§ **Problem to work on**: Please write out the part of the OpenSMTPD syntax text that begins at the words "What is fun" and stops after "for existing setups.".

§ **Extract provided**:
With that in mind, the following rules can now be expressed to match authenticated users regardless of their source address:

match from auth for any [...]
match from auth for any [...]
match from auth <users> for any [...]

And just like in the previous example, it is still possible to filter on specific addresses:

match from src auth <users> for any [...]
match from src auth <users> for any [...]

This change took more time convincing others than it took writing, but it is really the right direction. Because it makes the syntax simpler but also because ambiguous cases translate into people mailing me for help, and all of the common mistakes people do just vanish when from and for become explicit and the new constructs are available.

What is fun is that once I got enough okays, I committed the change and I’m quite sure that other OpenBSD hackers didn’t even realize it as nothing changed for existing setups.

This will be part of the OpenSMTPD 6.7.0 release happening sometime around April/May, but it is already available in OpenBSD -current of in the master and portable branches on Github.

I have converted multiple setups to the next syntax and they are much nicer this way.

Improve documentation #

Various improvements were done to the manual pages of OpenSMTPD.

[Object position labeling records]
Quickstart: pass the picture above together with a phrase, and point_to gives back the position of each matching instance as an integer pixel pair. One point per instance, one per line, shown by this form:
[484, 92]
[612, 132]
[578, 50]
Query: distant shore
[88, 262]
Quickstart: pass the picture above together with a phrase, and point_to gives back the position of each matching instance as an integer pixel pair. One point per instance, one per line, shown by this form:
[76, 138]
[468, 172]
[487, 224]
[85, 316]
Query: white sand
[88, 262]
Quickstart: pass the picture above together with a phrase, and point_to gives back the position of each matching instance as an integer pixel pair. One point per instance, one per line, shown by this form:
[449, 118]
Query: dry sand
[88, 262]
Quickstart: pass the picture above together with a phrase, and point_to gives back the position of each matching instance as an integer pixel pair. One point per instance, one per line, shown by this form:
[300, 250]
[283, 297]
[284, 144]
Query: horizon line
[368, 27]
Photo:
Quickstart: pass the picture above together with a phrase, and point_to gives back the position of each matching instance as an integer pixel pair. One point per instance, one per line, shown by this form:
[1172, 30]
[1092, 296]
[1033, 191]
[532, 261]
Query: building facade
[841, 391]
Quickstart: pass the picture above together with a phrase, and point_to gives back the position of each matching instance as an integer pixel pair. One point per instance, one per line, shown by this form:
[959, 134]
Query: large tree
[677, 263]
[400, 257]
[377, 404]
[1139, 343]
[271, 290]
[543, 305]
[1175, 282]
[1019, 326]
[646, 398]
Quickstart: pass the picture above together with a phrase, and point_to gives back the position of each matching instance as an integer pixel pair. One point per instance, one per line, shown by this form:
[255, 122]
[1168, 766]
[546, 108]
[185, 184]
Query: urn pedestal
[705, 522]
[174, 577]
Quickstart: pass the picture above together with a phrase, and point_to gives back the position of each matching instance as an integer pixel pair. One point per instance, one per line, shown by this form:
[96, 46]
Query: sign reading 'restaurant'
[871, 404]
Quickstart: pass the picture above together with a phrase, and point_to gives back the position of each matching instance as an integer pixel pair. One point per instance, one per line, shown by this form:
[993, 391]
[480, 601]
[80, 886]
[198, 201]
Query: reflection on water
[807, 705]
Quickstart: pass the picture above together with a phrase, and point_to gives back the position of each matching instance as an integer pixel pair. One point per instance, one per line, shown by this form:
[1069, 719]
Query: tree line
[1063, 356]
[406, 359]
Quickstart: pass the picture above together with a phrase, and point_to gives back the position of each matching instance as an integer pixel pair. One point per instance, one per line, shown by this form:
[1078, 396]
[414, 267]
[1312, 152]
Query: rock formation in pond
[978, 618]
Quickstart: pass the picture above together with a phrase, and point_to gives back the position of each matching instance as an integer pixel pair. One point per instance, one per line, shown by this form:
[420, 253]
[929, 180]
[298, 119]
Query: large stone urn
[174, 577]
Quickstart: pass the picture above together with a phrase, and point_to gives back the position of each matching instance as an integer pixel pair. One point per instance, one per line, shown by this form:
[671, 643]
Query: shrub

§ **Exercise result**:
What is fun is that once I got enough okays, I committed the change and I’m quite sure that other OpenBSD hackers didn’t even realize it as nothing changed for existing setups.